» **WHAT TO WORK ON**: Each entry is to be given again word for word; images are dropped.

[Start of section]

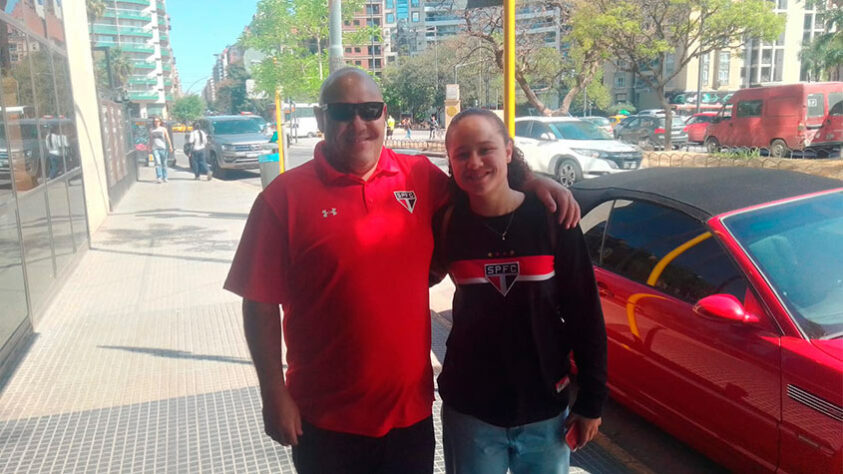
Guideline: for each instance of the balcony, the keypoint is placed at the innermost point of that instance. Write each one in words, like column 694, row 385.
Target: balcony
column 143, row 65
column 144, row 81
column 126, row 31
column 145, row 96
column 127, row 15
column 129, row 48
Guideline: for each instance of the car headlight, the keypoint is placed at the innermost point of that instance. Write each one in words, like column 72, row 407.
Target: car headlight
column 589, row 153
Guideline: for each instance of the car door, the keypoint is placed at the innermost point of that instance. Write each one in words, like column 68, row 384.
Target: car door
column 712, row 383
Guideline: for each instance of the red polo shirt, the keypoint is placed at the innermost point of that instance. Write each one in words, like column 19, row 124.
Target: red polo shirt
column 348, row 261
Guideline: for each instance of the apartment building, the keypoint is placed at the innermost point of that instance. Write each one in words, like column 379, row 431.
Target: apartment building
column 141, row 29
column 757, row 63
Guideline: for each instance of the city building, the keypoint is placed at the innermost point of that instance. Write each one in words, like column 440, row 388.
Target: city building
column 49, row 202
column 141, row 29
column 758, row 63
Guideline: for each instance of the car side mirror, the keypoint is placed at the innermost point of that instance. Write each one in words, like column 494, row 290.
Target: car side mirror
column 724, row 307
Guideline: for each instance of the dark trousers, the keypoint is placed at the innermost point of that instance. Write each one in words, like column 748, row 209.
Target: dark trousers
column 402, row 451
column 199, row 162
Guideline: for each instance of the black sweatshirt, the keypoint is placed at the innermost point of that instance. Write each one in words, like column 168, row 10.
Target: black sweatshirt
column 521, row 305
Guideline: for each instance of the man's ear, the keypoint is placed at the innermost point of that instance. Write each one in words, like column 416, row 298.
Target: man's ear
column 320, row 117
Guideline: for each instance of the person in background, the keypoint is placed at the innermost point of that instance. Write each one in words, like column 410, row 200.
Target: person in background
column 525, row 296
column 198, row 140
column 161, row 146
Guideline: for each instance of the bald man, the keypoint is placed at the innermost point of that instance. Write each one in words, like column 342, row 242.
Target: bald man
column 343, row 244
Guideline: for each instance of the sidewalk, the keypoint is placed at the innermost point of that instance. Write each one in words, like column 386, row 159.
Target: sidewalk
column 140, row 365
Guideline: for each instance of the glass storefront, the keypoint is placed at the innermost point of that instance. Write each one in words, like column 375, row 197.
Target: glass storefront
column 43, row 222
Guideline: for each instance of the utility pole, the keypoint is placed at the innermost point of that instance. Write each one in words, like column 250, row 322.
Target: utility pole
column 335, row 49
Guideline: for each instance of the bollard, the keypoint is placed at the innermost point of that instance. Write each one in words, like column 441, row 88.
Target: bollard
column 269, row 167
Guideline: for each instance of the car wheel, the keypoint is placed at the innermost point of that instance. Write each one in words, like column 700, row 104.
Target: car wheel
column 218, row 171
column 779, row 149
column 568, row 172
column 712, row 145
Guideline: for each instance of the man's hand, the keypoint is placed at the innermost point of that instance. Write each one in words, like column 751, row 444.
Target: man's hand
column 556, row 198
column 281, row 418
column 588, row 428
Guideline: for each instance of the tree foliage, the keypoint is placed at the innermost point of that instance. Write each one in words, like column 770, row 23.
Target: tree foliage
column 294, row 36
column 642, row 34
column 824, row 54
column 188, row 108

[End of section]

» **FINISHED EXERCISE**:
Guideline: for each instance of the balcony, the keypoint is placed at the innermost point of that instance. Write each one in words, like column 694, row 385.
Target: balcony
column 143, row 65
column 144, row 81
column 126, row 31
column 145, row 96
column 127, row 15
column 129, row 48
Guideline: for each instance of the car headlight, the keypoint is placed at the innermost point of that instance. Write each one in words, like column 72, row 407.
Target: car headlight
column 589, row 153
Guideline: for each instance of the car door, the keypoint is placed at the innermost point of that instance. Write each one in words, like column 68, row 384.
Target: car door
column 712, row 383
Guideline: for each instance of the red polo shirt, the keypoint is placed at the innermost point of that instance. Write each one in words, like column 19, row 124.
Target: red polo shirt
column 348, row 261
Guideline: for each instance of the apartment building, the keypoint is placed at the innermost point of that instance. Write each one in words, like column 379, row 431.
Target: apartment building
column 141, row 29
column 757, row 63
Guideline: for each instance of the city building, the keypoint is placed at the innermost point of that instance. Write each one in words, like column 440, row 388.
Target: city building
column 49, row 202
column 141, row 29
column 758, row 63
Guideline: for each instance of the car side mirror, the keypoint is placed at the innermost point of that instance. Write each one in words, like column 494, row 290.
Target: car side mirror
column 724, row 307
Guideline: for each instance of the dark trousers, the keypoint is placed at the innermost point of that instance. Write each one in words, like column 748, row 209.
Target: dark trousers
column 402, row 451
column 199, row 162
Guideline: for each instance of the black sweatshirt, the keypoint is placed at the innermost point of that instance. Write each one in words, like column 168, row 10.
Target: black sweatshirt
column 521, row 305
Guideline: for each instance of the man's ear, the keypoint is placed at the innermost point of that instance. Write each one in words, like column 416, row 298.
Target: man's ear
column 320, row 117
Guideline: for each instance of the person in background, the keypoint is placed at the innermost point of that instance. Write each one in words, like column 410, row 200.
Target: person in background
column 525, row 296
column 198, row 140
column 161, row 146
Guideline: for each instance of the bald man, the keypoint is placed at the innermost point of that instance. Write each one in words, like column 342, row 242.
Target: bald man
column 343, row 244
Guideline: for each instance of the sidewalk, the keypoint is placed at the innermost point of that instance. Write each one in words, like column 386, row 159.
Target: sidewalk
column 140, row 365
Guideline: for each instance of the glass storefront, the keypoint is placed at the innermost point of that instance. Write each one in words, like column 375, row 197.
Target: glass storefront
column 43, row 222
Guideline: for each instance of the utility pole, the keypoint is placed at the innermost point of that instance. Write each one in words, like column 250, row 322.
Target: utility pole
column 335, row 49
Guideline: for each instance of the bollard, the keypoint is placed at the innermost point of that instance. Write each one in words, like column 441, row 88.
Target: bollard
column 269, row 167
Guideline: for each instance of the car wheel, the keypoint is placed at the innermost point of that instance. Write each one in words, like column 700, row 104.
Target: car wheel
column 218, row 171
column 779, row 149
column 568, row 172
column 712, row 145
Guideline: for each instance of the man's hand, the keypoint is placed at the innermost point of that instance. Write each one in words, like column 751, row 444.
Target: man's hand
column 556, row 198
column 281, row 418
column 588, row 428
Guideline: for each instance of the tree foliage, the keypoint is placed at the innermost point of that instance. Write each one in words, like column 770, row 23.
Target: tree foliage
column 294, row 36
column 642, row 34
column 824, row 54
column 188, row 108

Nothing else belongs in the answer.